• _Esercizi da svolgere_
a) Rispondi in base al brano sulla carne sintetica:
(i) In che anno ha iniziato a circolare la prima carne sintetica?
(ii) Quale premio ha ricevuto "Impossibile Food" nel 2019?
(iii) Rispetto a quali sostituti la carne da laboratorio ha impatti ambientali molto più elevati?
b) Procedi con il brano sulla carne sintetica e scrivine il seguito dopo l'ultima frase.

• _Brano fornito_
****************
La prima carne sintetica è iniziata a circolare nel 2015. Oggi le grandi potenze investono milioni in questo settore. Nel 2019 "Impossibile Food" ha ricevuto il premio alle Nazioni Unite come Burger positivo per il clima. Mi sono iniziata a informare sulla questione e ho scoperto che questi sostituti di prodotti animali (carne, latte, uova) chiamati plant-based proteins hanno bisogno di materia prima, come la soia e il mais, della quale si estraggono le proteine vegetali, prodotti con uso massiccio di glifosate, e altri fitofarmaci. Inoltre, devono essere aggiunti numerosi ingredienti come vitamine e minerali e hanno un alto contenuto di sale. La carne in vitro viene prodotta con un alta intensità energetica e la coltura tissutale della carne bovina prevede l'uso di fungicidi, antibiotici e fattori di crescita, come gli ormoni sessuali, vietati in zootecnia in Europa perché possono provocare rischi per la salute. Inoltre la carne da laboratorio ha impatti ambientali più elevati rispetto al pollo, latticini e sostituti a base di glutine, e impatti molto più elevati rispetto a sostituti a base di soia. Per quanto riguarda gli impatti sulla salute, invece, ci vorrà tempo per avere i primi risultati in merito.
****************
• _Materiale fornito_
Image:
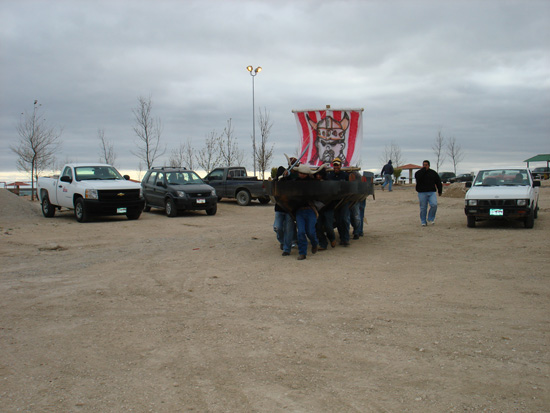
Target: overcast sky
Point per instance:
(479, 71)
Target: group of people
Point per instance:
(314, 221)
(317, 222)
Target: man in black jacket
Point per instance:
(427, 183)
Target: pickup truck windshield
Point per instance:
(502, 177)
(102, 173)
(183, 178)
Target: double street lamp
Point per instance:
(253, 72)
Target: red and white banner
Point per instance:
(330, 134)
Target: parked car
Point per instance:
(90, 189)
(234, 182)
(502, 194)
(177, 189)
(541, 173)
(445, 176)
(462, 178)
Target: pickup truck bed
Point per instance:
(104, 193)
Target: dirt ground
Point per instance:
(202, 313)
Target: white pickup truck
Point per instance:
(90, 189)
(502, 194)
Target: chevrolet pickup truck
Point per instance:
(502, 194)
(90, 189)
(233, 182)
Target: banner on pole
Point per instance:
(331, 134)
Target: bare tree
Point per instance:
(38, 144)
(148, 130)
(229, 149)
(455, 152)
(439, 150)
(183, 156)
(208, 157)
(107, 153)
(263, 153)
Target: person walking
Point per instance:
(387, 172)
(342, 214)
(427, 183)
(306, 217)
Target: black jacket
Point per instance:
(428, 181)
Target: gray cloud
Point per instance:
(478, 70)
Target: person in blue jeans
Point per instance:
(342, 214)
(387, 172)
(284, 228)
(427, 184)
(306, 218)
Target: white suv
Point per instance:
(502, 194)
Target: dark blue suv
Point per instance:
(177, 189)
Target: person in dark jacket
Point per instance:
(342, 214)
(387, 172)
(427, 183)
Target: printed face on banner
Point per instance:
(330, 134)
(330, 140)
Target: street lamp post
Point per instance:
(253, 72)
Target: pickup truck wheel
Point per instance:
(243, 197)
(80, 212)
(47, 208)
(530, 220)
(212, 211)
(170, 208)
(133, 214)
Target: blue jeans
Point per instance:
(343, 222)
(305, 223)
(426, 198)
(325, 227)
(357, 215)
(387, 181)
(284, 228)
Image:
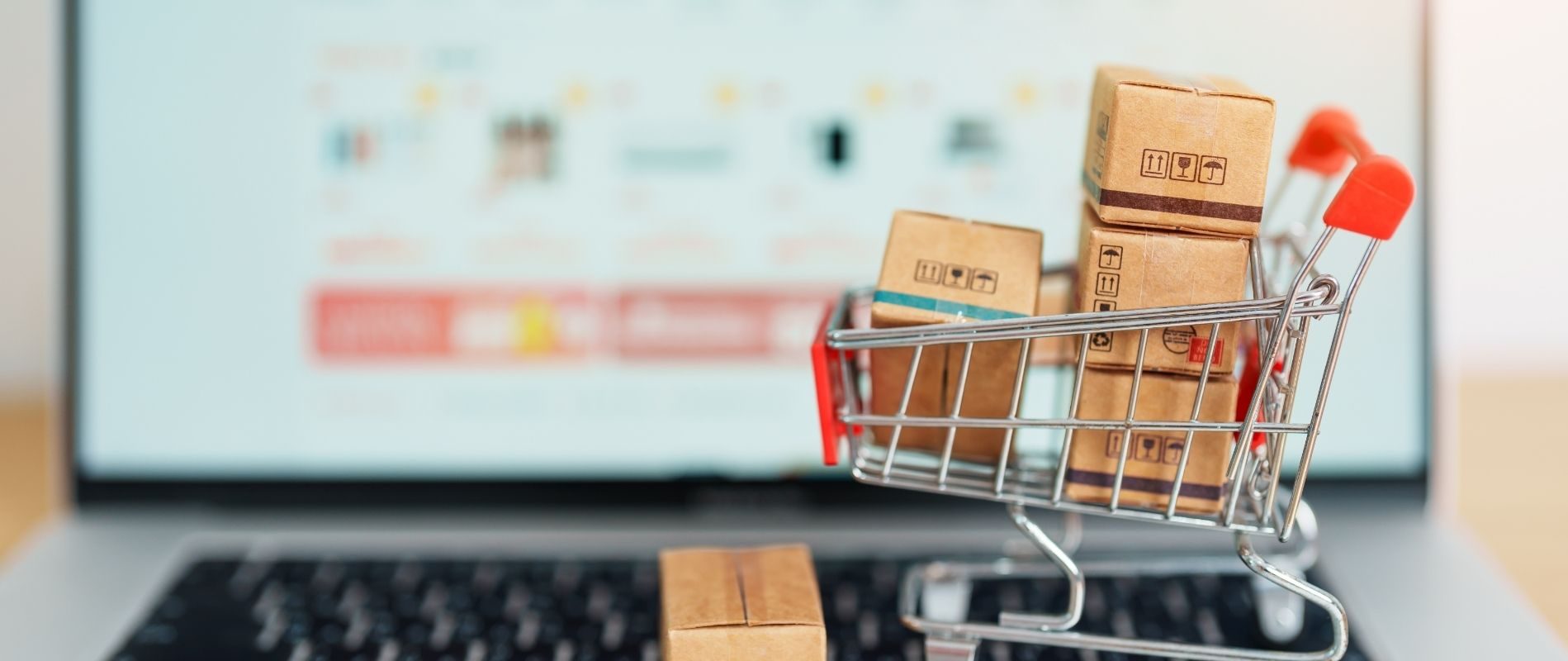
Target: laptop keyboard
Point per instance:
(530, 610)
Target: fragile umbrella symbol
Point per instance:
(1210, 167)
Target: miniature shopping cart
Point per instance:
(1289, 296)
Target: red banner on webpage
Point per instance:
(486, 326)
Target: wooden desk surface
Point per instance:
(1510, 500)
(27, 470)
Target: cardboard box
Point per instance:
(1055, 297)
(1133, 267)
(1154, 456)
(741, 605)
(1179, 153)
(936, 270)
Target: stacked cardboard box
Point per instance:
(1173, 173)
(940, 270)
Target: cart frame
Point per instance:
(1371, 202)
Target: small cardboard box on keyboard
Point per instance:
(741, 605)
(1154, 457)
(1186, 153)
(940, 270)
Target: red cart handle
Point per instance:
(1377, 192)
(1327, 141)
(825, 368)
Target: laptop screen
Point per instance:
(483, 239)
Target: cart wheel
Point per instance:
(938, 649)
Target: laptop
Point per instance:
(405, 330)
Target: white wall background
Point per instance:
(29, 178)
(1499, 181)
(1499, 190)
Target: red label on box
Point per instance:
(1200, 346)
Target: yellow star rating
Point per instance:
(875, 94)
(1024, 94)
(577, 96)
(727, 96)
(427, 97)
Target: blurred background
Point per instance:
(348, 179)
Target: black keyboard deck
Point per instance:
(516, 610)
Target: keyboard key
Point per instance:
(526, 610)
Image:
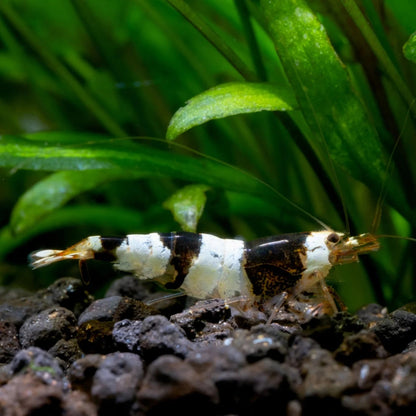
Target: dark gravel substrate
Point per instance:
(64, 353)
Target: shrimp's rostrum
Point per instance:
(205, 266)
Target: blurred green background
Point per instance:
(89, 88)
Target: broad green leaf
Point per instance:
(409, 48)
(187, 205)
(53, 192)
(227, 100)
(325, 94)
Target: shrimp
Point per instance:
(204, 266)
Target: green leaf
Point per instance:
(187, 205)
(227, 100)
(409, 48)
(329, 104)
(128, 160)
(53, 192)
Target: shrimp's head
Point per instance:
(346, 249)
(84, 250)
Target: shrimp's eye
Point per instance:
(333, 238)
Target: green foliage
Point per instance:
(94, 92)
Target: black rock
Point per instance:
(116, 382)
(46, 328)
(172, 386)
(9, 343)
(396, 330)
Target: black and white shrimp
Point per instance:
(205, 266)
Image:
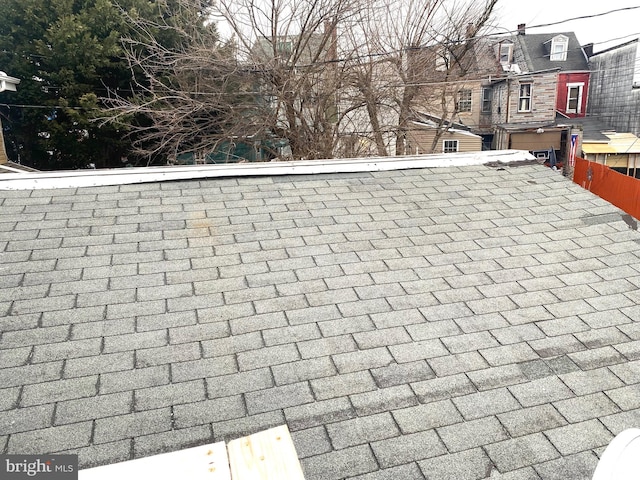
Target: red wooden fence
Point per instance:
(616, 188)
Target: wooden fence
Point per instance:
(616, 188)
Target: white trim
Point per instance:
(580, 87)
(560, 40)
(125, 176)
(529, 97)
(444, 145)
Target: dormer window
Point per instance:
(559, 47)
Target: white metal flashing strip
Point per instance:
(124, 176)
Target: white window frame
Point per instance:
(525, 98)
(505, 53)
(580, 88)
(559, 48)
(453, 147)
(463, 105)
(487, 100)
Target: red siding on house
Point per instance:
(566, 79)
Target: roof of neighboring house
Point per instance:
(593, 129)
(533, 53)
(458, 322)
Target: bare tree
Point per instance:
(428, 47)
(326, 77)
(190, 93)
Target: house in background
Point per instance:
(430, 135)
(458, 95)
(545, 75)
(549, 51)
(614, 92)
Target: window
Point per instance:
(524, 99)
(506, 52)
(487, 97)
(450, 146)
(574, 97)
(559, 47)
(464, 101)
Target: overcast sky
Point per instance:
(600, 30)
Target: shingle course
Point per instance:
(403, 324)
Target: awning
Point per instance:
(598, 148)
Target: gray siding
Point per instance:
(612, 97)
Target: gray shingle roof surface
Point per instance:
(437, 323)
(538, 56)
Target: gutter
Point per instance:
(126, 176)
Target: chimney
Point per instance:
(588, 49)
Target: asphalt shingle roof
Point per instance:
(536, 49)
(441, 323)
****************
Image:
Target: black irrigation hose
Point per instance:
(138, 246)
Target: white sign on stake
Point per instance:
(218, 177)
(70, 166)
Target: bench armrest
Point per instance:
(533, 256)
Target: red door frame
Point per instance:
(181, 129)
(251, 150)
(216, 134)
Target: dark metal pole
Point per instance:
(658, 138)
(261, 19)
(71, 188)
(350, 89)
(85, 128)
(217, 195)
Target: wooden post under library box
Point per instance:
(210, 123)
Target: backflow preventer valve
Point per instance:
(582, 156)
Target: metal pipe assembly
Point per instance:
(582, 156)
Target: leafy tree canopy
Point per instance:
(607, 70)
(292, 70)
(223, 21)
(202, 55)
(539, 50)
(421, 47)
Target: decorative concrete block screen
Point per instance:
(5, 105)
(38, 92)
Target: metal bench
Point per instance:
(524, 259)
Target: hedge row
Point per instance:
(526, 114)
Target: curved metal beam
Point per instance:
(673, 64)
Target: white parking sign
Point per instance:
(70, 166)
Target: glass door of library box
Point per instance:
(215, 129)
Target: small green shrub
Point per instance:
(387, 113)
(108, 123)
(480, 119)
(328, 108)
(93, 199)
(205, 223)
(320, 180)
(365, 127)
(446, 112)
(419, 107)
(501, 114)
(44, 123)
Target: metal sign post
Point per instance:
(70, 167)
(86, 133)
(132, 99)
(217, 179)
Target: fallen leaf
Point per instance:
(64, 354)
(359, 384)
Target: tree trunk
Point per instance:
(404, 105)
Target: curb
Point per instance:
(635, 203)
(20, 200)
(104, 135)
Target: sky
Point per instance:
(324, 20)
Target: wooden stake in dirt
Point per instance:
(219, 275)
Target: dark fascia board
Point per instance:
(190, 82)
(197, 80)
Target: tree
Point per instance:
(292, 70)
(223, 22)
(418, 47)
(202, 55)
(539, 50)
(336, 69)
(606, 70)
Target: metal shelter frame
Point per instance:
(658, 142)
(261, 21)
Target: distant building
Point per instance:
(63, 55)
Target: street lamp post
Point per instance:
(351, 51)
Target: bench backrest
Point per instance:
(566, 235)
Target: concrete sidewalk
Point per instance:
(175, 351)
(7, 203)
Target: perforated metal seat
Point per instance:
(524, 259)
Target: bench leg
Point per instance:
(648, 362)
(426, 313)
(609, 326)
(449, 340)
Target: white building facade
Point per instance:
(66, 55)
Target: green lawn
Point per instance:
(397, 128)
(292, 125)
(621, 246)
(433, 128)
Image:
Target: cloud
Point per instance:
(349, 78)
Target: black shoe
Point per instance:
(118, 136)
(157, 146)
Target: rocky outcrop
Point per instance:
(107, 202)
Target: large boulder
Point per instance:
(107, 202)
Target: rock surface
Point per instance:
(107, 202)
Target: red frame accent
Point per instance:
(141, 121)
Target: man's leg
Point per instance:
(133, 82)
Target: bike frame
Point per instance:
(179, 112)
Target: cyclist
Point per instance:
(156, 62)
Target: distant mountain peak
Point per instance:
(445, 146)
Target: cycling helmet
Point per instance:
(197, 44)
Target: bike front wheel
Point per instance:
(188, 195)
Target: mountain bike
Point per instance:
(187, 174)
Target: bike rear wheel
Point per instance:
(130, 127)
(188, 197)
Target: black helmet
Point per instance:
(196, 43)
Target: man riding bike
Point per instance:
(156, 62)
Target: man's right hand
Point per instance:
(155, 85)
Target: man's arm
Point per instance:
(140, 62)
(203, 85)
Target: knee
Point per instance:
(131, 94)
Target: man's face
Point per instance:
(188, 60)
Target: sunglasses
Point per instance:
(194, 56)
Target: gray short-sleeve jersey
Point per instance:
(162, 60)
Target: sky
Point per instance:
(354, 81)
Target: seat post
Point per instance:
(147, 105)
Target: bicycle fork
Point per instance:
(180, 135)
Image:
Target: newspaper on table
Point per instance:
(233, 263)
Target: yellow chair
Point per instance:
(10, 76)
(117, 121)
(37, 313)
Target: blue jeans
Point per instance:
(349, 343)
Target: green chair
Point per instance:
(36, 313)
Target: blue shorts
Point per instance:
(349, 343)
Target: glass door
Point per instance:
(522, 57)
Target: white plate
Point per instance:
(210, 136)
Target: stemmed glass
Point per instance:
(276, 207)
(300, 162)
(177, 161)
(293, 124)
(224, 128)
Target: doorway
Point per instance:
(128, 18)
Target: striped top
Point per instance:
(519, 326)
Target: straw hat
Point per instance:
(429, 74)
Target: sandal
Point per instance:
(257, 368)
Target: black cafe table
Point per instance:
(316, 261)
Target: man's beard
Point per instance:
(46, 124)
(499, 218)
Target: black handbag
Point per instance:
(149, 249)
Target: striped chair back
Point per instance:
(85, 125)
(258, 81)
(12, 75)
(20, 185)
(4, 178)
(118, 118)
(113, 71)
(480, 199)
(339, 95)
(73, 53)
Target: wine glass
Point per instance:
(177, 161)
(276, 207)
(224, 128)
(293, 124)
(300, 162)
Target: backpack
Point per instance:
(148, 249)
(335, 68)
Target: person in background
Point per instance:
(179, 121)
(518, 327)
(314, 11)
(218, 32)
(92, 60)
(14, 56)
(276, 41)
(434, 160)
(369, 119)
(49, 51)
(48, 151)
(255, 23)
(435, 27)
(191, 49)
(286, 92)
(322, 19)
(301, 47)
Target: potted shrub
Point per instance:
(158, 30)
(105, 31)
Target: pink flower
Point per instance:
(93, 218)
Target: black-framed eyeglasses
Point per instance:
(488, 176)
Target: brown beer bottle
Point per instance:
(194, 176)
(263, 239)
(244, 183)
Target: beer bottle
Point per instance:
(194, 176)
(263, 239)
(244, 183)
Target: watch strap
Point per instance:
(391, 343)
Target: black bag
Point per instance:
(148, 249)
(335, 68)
****************
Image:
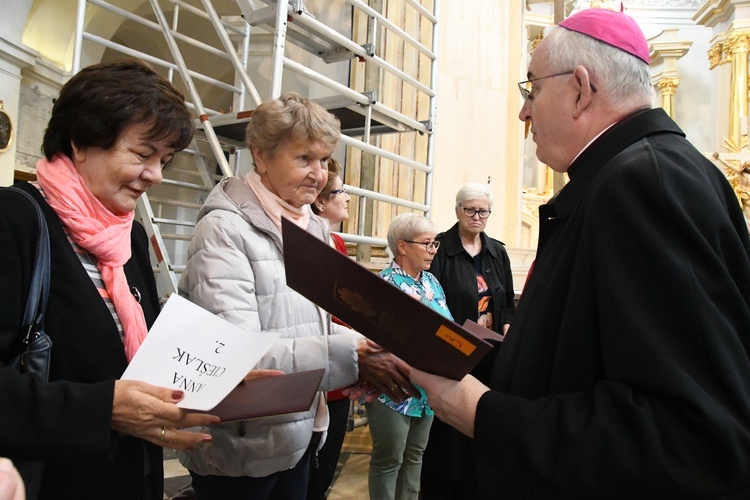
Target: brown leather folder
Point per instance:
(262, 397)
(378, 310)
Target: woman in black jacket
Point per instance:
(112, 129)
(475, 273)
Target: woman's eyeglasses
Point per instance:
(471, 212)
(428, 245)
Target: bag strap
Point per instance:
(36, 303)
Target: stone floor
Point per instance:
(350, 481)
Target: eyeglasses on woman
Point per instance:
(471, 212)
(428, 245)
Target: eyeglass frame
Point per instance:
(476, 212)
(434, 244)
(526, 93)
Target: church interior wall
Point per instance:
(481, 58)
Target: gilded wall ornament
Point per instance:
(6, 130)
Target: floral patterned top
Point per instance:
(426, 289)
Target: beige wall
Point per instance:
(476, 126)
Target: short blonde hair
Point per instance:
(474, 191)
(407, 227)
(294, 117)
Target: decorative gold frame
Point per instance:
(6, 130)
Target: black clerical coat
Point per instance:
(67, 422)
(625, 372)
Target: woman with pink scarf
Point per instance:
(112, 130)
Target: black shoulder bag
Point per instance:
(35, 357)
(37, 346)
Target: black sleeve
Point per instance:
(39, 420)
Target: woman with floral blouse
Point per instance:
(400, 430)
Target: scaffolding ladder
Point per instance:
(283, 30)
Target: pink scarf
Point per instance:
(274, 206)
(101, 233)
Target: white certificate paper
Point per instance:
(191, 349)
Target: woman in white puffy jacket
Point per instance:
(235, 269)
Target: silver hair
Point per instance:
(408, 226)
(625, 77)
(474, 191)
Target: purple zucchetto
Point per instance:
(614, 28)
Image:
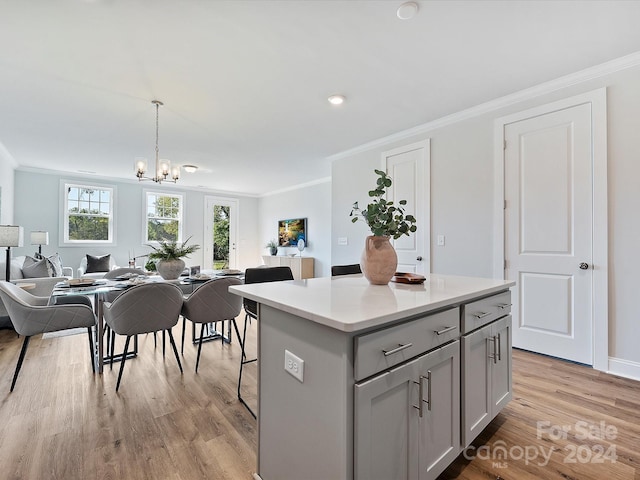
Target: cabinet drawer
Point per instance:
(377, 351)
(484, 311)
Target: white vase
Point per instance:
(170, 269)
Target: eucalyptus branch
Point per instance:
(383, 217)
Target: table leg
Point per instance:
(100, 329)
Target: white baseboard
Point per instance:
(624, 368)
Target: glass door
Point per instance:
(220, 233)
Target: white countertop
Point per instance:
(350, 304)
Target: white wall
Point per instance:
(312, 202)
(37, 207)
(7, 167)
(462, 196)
****************
• _Risposte attese_
a)
(i) Nel 2015.
(ii) Il premio alle Nazioni Unite come Burger positivo per il clima.
(iii) Rispetto ai sostituti a base di soia.

b)
I disciplinari Demeter per le aziende biodinamiche prescrivono l'inserimento del bestiame in azienda e, attraverso i corsi promossi dall'Associazione per l'Agricoltura biodinamica, si diffondono buone pratiche di gestione delle greggi che si avvicinano molto al Pascolo olistico pianificato. Vista la sua esperienza in ambito internazionale nel campo della agricoltura biologica e sostenibile, quale ruolo attribuisce all’agricoltura biodinamica in questa fase di transizione ecologica che il nostro Paese dovrà affrontare?
Esistono realtà certificate biologiche solo perché nutrono con mangimi biologici le loro vacche chiuse in stalla. Da oltre cent’anni gli agricoltori hanno separato gli animali dai campi ma questa separazione, che crea un ciclo aperto, si è rilevata molto inefficiente. Per fortuna esistono anche realtà, come per esempio quelle biodinamiche, dove abbiamo ottimi risultati dal punto di vista ambientale, sociale e economico. Nell’attuale contesto la biodinamica ha molto da offrire, visto la sua performance superiore al biologico in termini di integrazione degli animali nell’azienda e di sequestro di carbonio nel suolo. L’agricoltura biodinamica è il modello per eccellenza per la salvaguardia dell’ambiente proprio perché si basa sul ciclo chiuso.
Credo che l'inserimento del bestiame nel sistema azienda sia un obiettivo da perseguire. Non è facile, dopo tanti anni di segregazione e di specializzazione. Servono quindi molti investimenti in formazione e ricerca a supporto dell’economia circolare.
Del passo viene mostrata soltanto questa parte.